Rows from a dataset
☆ ☆ ☆ ☆

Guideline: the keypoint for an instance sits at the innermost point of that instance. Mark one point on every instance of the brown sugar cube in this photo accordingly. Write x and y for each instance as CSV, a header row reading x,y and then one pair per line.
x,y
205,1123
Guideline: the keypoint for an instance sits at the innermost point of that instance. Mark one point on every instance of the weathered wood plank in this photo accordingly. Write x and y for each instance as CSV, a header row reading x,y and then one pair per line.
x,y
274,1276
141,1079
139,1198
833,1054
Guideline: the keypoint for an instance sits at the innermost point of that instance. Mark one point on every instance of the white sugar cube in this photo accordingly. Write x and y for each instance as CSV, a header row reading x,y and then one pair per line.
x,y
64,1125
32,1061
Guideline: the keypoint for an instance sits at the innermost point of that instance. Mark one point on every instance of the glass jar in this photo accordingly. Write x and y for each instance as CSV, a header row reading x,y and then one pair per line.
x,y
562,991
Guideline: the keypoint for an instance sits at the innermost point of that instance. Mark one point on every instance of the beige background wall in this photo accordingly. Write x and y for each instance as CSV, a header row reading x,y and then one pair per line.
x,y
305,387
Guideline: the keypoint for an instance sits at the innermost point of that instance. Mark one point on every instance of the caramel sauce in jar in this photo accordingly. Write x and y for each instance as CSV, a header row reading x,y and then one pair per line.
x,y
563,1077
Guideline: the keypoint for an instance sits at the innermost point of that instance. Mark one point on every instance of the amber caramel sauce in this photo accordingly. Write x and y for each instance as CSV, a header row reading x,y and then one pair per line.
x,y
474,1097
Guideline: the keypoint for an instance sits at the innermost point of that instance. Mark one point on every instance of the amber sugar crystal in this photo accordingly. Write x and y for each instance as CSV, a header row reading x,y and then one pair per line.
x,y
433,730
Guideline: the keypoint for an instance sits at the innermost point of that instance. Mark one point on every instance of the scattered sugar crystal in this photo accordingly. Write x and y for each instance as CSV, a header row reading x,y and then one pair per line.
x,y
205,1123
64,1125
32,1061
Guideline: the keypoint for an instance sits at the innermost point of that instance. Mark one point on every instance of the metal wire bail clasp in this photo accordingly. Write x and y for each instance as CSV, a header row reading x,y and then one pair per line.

☆ ☆ ☆ ☆

• **What is expected**
Retype the listing exactly, in full.

• **In response**
Guideline: the keypoint for an instance sits at the innermost point of that instance. Mark one point on every instance of the brown sugar cube in this photo accordingly. Write x and y for each instance as CSV, a header row reading x,y and then one pair per line.
x,y
205,1123
Guideline: the keypoint for an instance sits at the innermost point of that instance. Mark one point on every instance of the weathered wood plank in this photo accordingly. Write x and y for each instance as CSV, a header row reading x,y and then one pair per line.
x,y
274,1276
141,1079
139,1198
833,1054
Guideline: the keypoint for an instance sits at the innermost point of that instance. Mark one point on every instance of the white sugar cube in this photo accordingly. Write x and y for each instance as CSV, a header row reading x,y and then one pair per line.
x,y
64,1125
32,1061
Guideline: the keypoint for an instance sits at the innermost point of that instance. Mark one point on every instance of the glass jar in this photo accordingly. Write x and y for each instance as CSV, a header row reading x,y and then one pair per line.
x,y
562,991
Guideline: the keypoint for an instance sits at the innermost point of that instance. Mark one point on every instance of the beige background wall in this photo accordingly. Write x and y for each instance as CSV, a header row reading x,y and then one pair per line.
x,y
305,387
Guideline: the keypoint for an instance sits at the innermost point of that instance. Mark one point on every instance of the caramel sauce in jar in this photo accordingly. Write x and y for each instance as CSV, a header row reading x,y and then one pair per line.
x,y
563,1077
Guideline: the keypoint for an instance sits at the innermost point of that instance. Mark one point on every instance of the amber caramel sauce in this photo accordingly. Write x and y for each instance as CSV, a header row reading x,y and then one pair per line.
x,y
474,1097
Guideline: the keypoint for an instance sits at the innermost point of that instance. Mark one point on every instance of the amber sugar crystal in this photo accordingly. Write x and y for each instance as CSV, a header row reading x,y and then one pair per line.
x,y
433,730
Guideline: the keypoint for an instance sits at the innermost point of that instance. Mark one point on every instance of the scattered sugar crystal in this photo accordingly. Write x and y for each instance as CSV, a header row reading x,y and then one pair per line.
x,y
205,1123
64,1125
32,1061
Guideline: the keypoint for an instance sits at the innermost point of that instance. Mark one point on every instance of the metal wire bail clasp in this photo accordingly. Write x and y for each instance as CSV, a header row reading x,y and then one pair per line.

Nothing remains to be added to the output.